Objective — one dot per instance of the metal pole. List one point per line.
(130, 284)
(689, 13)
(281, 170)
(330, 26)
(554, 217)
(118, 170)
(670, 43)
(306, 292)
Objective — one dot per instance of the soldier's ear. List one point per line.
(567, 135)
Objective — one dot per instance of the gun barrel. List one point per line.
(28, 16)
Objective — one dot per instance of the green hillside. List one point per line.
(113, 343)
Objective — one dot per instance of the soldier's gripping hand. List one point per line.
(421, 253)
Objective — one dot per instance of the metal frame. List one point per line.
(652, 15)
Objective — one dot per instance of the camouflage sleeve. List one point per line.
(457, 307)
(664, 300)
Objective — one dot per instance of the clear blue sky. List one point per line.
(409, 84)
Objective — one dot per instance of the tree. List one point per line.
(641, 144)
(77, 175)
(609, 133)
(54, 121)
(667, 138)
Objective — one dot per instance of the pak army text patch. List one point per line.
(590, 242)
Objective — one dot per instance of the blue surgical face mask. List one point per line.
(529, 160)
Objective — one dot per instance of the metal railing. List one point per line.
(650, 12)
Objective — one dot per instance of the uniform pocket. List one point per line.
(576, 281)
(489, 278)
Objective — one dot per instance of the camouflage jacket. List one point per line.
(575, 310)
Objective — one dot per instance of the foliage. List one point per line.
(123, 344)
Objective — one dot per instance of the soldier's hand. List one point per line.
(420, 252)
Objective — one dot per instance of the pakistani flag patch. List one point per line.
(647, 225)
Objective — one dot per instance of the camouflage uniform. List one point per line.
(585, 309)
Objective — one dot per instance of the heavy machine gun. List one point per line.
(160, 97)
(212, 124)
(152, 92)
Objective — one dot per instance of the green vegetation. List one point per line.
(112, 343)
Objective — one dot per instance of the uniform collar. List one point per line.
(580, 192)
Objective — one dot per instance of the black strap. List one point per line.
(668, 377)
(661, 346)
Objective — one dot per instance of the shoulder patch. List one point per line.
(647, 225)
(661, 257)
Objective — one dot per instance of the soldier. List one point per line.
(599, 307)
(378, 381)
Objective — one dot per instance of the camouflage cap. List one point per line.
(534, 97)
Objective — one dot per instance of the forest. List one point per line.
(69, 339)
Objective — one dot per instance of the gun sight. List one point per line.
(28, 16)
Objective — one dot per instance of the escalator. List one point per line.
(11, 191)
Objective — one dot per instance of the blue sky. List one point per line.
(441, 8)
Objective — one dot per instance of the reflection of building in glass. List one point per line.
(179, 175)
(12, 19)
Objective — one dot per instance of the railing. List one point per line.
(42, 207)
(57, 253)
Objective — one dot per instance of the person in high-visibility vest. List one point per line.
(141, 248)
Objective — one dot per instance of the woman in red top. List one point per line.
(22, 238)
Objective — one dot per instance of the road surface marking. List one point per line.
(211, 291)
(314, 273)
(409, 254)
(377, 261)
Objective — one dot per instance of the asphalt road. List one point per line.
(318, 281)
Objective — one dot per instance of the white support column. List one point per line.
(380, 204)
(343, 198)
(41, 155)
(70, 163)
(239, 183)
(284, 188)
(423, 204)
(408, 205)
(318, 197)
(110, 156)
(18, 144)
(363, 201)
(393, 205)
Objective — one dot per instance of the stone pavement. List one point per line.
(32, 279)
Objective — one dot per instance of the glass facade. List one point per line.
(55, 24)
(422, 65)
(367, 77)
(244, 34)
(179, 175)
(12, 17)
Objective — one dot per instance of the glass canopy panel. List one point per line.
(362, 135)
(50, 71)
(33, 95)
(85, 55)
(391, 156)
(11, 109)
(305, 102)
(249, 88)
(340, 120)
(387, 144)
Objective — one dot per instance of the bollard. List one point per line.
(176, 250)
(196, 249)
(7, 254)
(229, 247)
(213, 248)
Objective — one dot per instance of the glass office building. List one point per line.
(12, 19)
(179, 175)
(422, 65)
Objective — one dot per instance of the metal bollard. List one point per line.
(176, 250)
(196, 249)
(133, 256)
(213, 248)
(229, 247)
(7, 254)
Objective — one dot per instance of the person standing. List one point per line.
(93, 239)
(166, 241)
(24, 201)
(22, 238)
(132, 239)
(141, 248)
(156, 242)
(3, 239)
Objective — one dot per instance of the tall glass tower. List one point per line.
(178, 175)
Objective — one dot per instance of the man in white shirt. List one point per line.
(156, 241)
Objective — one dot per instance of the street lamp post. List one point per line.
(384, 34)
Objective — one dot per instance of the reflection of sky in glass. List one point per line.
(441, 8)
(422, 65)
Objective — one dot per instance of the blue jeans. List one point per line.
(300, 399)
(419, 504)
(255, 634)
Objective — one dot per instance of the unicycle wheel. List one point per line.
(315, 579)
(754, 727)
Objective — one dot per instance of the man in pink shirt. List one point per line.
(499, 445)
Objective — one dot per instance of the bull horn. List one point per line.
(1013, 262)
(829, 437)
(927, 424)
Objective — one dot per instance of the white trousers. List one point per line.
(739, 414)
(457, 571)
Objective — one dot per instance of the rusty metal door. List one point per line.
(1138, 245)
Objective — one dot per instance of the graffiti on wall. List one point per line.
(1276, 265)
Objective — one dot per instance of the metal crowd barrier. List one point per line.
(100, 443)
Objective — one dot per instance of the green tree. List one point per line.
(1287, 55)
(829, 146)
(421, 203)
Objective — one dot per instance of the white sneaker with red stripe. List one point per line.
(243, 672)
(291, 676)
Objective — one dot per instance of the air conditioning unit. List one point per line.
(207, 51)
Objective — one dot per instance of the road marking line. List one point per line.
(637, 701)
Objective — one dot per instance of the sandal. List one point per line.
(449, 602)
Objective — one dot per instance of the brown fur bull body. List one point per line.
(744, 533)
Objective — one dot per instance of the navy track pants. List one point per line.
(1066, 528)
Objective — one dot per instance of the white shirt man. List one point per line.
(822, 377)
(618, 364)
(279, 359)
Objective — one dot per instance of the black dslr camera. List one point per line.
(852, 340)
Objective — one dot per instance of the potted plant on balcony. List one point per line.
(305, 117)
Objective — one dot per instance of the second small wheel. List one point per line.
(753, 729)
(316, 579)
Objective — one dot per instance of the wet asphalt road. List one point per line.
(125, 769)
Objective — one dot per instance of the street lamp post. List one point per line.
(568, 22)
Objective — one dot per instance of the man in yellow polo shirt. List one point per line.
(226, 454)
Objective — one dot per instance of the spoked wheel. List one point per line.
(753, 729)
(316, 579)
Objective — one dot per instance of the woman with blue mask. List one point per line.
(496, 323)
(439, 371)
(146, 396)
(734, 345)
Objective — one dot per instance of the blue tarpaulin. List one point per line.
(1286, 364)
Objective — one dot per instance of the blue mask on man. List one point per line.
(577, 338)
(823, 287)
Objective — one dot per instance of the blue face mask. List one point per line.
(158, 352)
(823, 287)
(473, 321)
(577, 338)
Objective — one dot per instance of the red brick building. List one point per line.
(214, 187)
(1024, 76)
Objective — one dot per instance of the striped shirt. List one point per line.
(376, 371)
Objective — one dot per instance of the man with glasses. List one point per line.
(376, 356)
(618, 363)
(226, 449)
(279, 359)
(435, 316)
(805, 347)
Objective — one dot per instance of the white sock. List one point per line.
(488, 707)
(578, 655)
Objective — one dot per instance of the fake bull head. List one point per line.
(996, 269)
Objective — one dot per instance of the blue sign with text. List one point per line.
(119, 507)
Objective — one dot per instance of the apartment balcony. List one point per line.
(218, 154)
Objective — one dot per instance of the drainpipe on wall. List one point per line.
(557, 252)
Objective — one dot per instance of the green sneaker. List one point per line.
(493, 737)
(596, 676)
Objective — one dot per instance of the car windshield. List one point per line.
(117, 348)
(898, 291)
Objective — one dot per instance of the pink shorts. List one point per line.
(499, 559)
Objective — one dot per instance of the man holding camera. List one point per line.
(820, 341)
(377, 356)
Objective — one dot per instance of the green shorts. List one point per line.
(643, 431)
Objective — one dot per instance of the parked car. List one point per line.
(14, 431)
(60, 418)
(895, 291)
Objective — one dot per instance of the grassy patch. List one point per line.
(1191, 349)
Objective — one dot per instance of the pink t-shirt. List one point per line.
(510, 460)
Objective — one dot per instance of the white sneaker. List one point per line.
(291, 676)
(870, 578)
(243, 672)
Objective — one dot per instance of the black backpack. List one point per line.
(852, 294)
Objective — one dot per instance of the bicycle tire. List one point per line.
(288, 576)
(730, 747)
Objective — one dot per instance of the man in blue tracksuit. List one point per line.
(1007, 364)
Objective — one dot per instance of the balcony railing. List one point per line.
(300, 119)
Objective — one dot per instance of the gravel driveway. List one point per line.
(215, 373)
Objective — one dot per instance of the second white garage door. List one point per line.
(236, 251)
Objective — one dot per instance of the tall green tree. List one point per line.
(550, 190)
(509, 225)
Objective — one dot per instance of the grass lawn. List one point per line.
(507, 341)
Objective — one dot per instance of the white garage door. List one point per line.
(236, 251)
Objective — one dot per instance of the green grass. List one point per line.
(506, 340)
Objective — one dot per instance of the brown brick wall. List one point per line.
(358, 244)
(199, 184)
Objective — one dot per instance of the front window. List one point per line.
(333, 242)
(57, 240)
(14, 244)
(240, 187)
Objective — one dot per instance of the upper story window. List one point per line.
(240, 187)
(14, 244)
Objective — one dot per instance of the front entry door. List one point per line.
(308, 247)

__Instructions to follow__
Only the lines from the one bearing "Objective — one dot per instance of the brown brick" to the end of the material belong in the answer; set them down verbatim.

__Task response__
Objective — one dot per instance of the brown brick wall. List one point per line.
(358, 244)
(199, 184)
Objective — one dot per instance of the front window. List one point per line.
(333, 242)
(57, 240)
(14, 244)
(240, 187)
Objective — one dot per instance of the upper story window. List one point per line.
(240, 187)
(14, 244)
Objective — one dot per instance of the front entry door. List one point per line.
(308, 247)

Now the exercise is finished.